Reading text:
################

The same year the Ministry of Land and Property Relations of the Republic of Tatarstan transferred to concession office spaces of the Pre-conception Clinic to the “Ava-Peter” Company (an owner of “Ava-Peter” and “Scandinavia” clinics). Meanwhile, the government of Ulyanovsk region plans to start construction of the surgical complex on the territory of the regional hospital under a concessional agreement; a contest aimed to select a concessioner is to be held in early 2013.

According to the report of the Department of Healthcare, Moscow numbers 97 city hospitals, including hospitals for children, specialized clinics, etc. Answering a question on what share of these hospitals will be transferred to concession, the Department official did not specify it. A list of hospitals to be transferred to concession is not specified yet, Pechatnikov says.

Today there is a particular hospital concession claimant; an investor plans to invest up to 150 mln EUR in its reconstruction, as Pechatnikov said in his interview to the Echo of Moscow. It is a municipal clinical hospital No.63, Mira Avenue, that has been a subject of interest for a number of other contestants, including the European Medical Center (EMC), Pechatnikov informs. According to his representative, tendering may start later this year or in early next year.

Today the Municipal Clinical Hospital No.63 is a therapeutic healthcare institution that hasn’t seen any reconstruction for 30 years, Gapeev says; on its base, the EMC suggests to create four hi-tech medical centers with a total area of about 30,000 square meters: a perinatal center, a center of endovascular surgery, rehabilitation and positron emission tomography centers. 40% of the total hospital facilities will be used to provide services to patients with the obligatory medical insurance (after reconstruction the hospital will be able to service a number of such patients similar to their current number due to implementation of new technologies) and high-tech medical care; the rest will be used to service patients with voluntary medical insurance (VMI) and for cash payments. Total reconstruction of the hospital, as Gapeev estimated, will need 140-150 mln EUR. The EMC will finance the project at its own and third parties’ expense. The concession period will last for several decades; they do not provide precise evaluation yet, but it will be presented in contest documentation, Gapeev says.

################

Data under study:

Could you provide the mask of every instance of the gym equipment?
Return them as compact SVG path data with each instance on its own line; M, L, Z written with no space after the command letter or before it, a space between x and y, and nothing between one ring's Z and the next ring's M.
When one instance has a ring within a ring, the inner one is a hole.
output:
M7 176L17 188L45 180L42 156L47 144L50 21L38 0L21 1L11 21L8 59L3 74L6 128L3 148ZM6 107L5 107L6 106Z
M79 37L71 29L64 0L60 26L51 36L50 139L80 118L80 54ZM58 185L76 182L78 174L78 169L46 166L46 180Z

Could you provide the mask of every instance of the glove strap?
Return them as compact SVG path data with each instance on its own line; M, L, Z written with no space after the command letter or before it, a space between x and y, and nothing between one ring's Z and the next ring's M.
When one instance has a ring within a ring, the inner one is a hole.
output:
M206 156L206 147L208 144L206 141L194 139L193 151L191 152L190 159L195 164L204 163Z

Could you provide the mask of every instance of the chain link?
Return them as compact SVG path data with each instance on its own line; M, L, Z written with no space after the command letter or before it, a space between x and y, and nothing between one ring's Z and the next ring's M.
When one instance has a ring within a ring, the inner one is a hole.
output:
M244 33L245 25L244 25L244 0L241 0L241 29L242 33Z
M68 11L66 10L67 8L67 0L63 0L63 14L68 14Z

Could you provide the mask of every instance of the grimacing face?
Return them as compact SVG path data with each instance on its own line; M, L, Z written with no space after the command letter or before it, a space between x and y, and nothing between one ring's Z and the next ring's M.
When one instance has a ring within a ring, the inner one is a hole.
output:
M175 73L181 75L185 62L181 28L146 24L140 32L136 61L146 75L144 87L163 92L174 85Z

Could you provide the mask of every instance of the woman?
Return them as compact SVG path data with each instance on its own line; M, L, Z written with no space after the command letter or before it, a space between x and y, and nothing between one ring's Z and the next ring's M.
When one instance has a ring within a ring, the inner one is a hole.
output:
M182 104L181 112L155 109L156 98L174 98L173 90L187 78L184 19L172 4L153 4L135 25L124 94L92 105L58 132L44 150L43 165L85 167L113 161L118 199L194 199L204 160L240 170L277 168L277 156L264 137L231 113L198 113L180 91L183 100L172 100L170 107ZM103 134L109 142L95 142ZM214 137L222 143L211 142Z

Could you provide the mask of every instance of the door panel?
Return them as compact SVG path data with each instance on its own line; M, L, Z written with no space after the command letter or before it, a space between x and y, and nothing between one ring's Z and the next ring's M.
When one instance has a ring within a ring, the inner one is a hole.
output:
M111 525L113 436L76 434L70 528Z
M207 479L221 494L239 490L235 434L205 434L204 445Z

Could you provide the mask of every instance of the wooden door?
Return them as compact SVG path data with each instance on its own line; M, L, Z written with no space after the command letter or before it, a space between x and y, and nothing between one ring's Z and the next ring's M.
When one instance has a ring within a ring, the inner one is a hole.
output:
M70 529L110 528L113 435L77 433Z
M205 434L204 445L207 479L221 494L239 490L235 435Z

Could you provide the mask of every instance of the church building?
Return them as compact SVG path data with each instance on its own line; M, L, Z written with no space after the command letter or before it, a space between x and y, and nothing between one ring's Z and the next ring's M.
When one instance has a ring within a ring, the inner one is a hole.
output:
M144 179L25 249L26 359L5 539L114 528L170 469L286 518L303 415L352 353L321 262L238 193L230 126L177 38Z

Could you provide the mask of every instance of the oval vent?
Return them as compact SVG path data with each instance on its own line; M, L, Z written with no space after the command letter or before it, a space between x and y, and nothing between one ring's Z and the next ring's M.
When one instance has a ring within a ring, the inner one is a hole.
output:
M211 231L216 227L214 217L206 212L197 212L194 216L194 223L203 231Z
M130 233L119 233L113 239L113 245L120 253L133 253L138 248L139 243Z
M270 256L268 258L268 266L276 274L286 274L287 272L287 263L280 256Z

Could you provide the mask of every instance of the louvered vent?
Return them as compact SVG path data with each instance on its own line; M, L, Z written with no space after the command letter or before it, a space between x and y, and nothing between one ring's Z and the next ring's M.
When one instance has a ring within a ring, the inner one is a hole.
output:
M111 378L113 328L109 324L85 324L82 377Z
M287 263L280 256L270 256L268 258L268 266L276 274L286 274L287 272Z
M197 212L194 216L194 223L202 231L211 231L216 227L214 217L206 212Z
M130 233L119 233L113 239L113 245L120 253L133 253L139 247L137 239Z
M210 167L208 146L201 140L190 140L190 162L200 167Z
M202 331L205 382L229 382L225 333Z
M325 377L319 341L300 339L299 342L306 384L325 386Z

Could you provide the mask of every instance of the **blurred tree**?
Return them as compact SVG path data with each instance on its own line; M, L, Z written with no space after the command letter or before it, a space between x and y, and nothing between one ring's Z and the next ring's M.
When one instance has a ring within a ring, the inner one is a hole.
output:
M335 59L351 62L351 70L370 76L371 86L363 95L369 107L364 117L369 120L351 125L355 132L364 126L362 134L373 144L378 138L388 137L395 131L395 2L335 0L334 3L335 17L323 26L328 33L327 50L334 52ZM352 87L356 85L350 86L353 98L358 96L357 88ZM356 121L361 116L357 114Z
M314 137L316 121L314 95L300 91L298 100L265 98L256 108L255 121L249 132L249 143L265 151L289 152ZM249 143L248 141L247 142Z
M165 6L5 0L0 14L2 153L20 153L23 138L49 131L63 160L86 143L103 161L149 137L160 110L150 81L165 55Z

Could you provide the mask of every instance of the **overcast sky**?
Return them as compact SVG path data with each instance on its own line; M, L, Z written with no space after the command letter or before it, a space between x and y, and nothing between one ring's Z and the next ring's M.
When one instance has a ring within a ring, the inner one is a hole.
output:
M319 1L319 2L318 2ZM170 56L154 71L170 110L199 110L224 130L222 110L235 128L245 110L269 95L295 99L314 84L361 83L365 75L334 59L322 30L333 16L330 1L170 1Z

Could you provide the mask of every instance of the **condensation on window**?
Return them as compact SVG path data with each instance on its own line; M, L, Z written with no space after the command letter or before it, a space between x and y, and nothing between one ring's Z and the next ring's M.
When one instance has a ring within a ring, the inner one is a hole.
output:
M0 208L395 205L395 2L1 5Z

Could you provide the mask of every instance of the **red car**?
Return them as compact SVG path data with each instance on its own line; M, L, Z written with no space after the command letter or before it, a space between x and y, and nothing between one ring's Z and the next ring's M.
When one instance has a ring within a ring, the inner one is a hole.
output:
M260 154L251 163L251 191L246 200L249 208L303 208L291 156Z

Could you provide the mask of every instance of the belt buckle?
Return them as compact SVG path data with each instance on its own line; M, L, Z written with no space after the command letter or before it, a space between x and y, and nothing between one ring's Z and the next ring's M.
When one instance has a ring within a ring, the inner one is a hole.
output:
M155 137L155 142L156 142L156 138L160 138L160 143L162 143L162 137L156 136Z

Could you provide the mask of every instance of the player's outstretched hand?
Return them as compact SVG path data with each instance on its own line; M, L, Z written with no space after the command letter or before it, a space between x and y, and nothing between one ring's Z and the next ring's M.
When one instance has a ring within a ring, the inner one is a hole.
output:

################

Task to complete:
Pick up the piece on hospital concessions in Russia where it stops and extend it with further paragraphs. You can leave the material aside; it plays no part here.

Task answer:
According to Pechatnikov, the city has already received offers from nine investors, including some insurance companies.

“We are following this issue and actively negotiate with Moscow administration,” comments Vladimir Skvortsov, Alfa-Insurance Company Director General. “It is obviously interesting for us as a company that has a network of its own polyclinics and actively operates at the OMI and VMI markets. We are currently studying all the possible additional opportunities, conduct investment evaluation and investment efficiency.”

The Alliance does not participate in the process, says Alexander Pilipchuk, VMI Deputy Director and Head of the Company’s Medical Service Center: “Our concept is to build up relations with the best healthcare institutions at the market without managing them. Insurers organize medical care, while appropriate specialists execute treatment.”

The Joint-Stock Financial Corporation “Sistema” (the main owner of the “Medsi” network of clinics) and “Clinic 31+” haven’t received such proposals from the city, their representatives informed. “We might be interested in such an opportunity of participating in this process, but everything will depend on the terms the government of Moscow will offer to private investors in this collaboration,” explained Alexey Moryakov, “Clinic 31+” Executive Director.

Strategy of the JSC “Medicina”, according to its President Grigory Roytberg, doesn’t allow to think about concession yet: the company conducts two large investment projects; moreover, it works in a premium segment and could not have supported an appropriate level of medical healthcare having an excessively high growth speed.